- **ISTRUZIONI**:
Elenca gli esborsi che l'articolo sul mantenimento dei figli cita come esempio delle spese a cui l'uomo ha costretto l'ex.

- **SEZIONE DEL DOCUMENTO**:
________________________
Un giudice può imporre ad un genitore inadempiente il mantenimento “extra” dei figli. Lo scrive il quotidiano Il Sole 24 Ore secondo cui, se i coniugi si sono accordati e poi uno dei due si rifiuta di contribuire alle spese, può appunto intervenire la giustizia. La decisione giunge dal tribunale di Perugia, nella sentenza numero 1667 pubblicata il 2 novembre scorso. Si tratta di una pronuncia che chiude un giudizio in merito alla cessazione degli effetti civili del matrimonio. In quel caso un uomo si era rifiutato di contribuire ad ogni spesa non indicata nel piano genitoriale, costringendo quindi l’ex a vari esborsi come ad esempio il taglio dei capelli, l’acquisto delle scarpe e le visite mediche.
Il tribunale, nel decidere la lite, ha confermato la collocazione paritaria dei figli in quanto i minori non avevano registrato alcun disagio in tal senso, ma in merito alla ripartizione degli oneri di mantenimento, i giudici hanno rilevato l’equivalenza dei redditi delle parti, evidenziando però «le condotte reiteratamente ostruzionistiche» del marito, che si rifiutava appunto di contribuire a qualunque spesa per i figli che non rientrasse fra quelle menzionate nei piani stabiliti dalla separazione consensuale, e anzi tendeva a «sottrarsi anche al pagamento di quelle ivi contemplate».
ASSEGNO MANTENIMENTO: “DEVE PAGARE 80 EURO EXTRA PER OGNI FIGLIO”
Un comportamento del padre che secondo il giudice rendeva «estremamente complessa e disfunzionale una coordinata gestione delle esigenze dei minori», che rischiavano di non poter partecipare «ad attività, scolastiche e non, che i loro coetanei normalmente svolgono». Esigenze e attività molteplici e mutevoli, che «nemmeno il più completo dei piani genitoriali può predeterminare nel dettaglio».
I giudici hanno quindi stabilito che il padre debba versare mensilmente all’ex 80 euro come titolo di assegno di mantenimento ordinario per ogni figlio per «consentire alla madre di affrontare, anche in assenza di risposta e/o adesione paterna, spese ordinarie nell’interesse dei figli». Gli importi, conclude il giudice, non ammettono compensazione «di sorta rispetto a crediti di qualunque tipo vantati nei confronti dell’avente diritto».
________________________
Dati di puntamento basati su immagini
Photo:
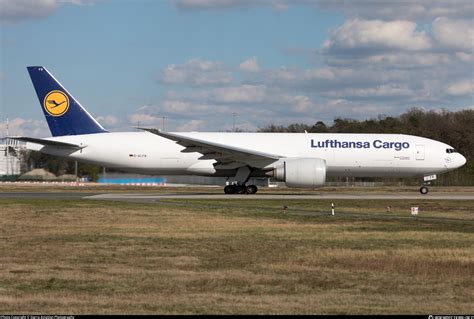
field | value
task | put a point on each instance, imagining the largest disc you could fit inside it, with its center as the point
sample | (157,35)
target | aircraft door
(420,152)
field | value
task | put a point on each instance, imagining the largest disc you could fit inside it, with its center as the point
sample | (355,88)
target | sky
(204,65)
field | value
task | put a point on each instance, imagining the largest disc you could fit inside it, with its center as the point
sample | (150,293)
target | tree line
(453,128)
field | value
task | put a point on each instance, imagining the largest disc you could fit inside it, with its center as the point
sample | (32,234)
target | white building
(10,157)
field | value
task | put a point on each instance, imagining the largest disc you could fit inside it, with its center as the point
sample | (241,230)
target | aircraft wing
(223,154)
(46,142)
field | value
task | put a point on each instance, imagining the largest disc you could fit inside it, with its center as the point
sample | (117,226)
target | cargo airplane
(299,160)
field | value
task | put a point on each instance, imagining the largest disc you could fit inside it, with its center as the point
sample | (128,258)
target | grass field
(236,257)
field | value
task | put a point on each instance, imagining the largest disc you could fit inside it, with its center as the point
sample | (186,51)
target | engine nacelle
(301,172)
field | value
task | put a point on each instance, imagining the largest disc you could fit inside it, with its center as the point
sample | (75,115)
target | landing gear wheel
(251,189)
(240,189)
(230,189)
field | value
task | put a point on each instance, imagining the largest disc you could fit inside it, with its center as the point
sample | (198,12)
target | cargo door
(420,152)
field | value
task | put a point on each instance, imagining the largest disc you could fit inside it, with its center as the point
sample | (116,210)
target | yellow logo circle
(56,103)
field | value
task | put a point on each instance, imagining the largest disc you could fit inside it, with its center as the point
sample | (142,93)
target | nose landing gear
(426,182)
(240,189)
________________________
- **RISULTATO**:
- Il taglio dei capelli
- L'acquisto delle scarpe
- Le visite mediche